→ Problem set
1. Answer these questions from the blog post, one answer per line, marked the same way:
(a) What song was playing on the stereo?
(b) Where did the writer play the weekly game of pickup ball?
(c) How long ago did the writer imagine this piece of earth, now under the pavement?
2. List every thing the writer of the blog post says he has always associated with peace.
3. Transcribe the stretch of the blog post from "Is it possible" through "anger, and displacement.".

Friday, April 28, 2006

An Unnatural Peace

I sat in my truck at a stoplight late this last Tuesday evening with basketball sweat still cooling on me, a soft breeze sifting through the open window, and had an epiphany of sorts.

I had just finished my weekly game of pickup ball at the church building and was now on my way home. I had played well--though not great--and was enjoying the increasingly familar muscle aches that my aging thirty-something body suffers after these games. I say "enjoy", because I have always liked the healthy exhaustion I feel after playing a good game of hoops, just like I used to relish the painful sting of floorburn on my knees in the shower after a high school game--a sign that I'm still alive and kickin'.

John Mayer was crooning "Why, Georgia, Why?" on the stereo, and my soul seemed oddly at ease. I found myself gently grooving to the beat as I scanned the nighttime scene: red stoplights, orange streetlamps, blue flashes of cars, bright autodealers, big box stores, chain restaurants and endless pavement. I was struck suddenly by how completely unnatural everything around me was, and yet simultaneously I felt at peace with it all.

Is it possible to feel at peace with modernity? I have always associated peace with nature: mountains, streams, oceans, clouds, sunsets. And I usually associate the trappings of modernism with frenzy, anxiety, worry, anger, and displacement.

Here, almost nothing I could see in any direction was "natural", except for the scraggly brown grass that crept along the highway. There were no trees, no animals, no rivers, no peaks. The wash of lights and signs shrouded away even the stars and the moon. Yet here I was, feeling just peachy in my modern groove. Was there anything wrong with that?

My train of thought then jumped track, and I envisioned how this same piece of earth, now buried beneath my truck and the pavement, would have looked four hundred years ago. I imagined a fierce Lakota warrior standing triumphantly over a slain buffalo, scooping out its liver and tasting of it, hot and bitter on his tongue, wolves howling into the starlight of the high plains, the smell of sage and blood, the cool dust under his bare feet. Would he have felt a similar--but more organic--sensation of being alive and enveloped by his environment, a warrior's peaceful, easy feeling, so to speak?

→ Extracted records
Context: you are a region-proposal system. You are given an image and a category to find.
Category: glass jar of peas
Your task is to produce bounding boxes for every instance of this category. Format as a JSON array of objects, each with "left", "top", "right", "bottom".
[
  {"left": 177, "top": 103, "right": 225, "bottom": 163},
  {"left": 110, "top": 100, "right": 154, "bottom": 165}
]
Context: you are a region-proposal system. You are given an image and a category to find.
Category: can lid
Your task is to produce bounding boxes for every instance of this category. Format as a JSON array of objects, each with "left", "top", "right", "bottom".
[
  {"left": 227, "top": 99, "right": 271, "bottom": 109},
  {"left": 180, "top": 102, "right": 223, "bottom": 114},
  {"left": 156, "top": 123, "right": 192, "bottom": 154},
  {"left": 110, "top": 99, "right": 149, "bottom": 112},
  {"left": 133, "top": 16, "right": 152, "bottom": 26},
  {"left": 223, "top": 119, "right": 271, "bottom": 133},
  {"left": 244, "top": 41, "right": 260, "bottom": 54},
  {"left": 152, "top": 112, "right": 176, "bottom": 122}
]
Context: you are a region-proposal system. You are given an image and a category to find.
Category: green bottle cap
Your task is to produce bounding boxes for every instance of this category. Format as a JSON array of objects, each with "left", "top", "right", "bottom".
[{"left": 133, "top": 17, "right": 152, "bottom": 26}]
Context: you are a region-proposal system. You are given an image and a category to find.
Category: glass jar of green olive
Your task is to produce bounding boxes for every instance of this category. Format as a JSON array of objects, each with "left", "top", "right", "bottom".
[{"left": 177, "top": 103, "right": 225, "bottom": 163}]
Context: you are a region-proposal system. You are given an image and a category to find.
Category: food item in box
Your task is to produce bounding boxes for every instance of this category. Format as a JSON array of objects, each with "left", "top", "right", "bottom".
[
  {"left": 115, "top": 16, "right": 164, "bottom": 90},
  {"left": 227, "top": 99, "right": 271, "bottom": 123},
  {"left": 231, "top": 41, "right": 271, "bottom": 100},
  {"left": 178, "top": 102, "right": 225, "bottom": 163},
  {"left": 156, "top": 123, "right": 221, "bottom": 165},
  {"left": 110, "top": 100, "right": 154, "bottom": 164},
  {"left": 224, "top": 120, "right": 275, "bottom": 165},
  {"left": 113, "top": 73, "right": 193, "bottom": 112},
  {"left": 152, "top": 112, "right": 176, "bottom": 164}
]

→ Task-by-task answers
1.
(a) "Why, Georgia, Why?", sung by John Mayer
(b) At the church building
(c) Four hundred years ago

2.
- Mountains
- Streams
- Oceans
- Clouds
- Sunsets

3.
Is it possible to feel at peace with modernity? I have always associated peace with nature: mountains, streams, oceans, clouds, sunsets. And I usually associate the trappings of modernism with frenzy, anxiety, worry, anger, and displacement.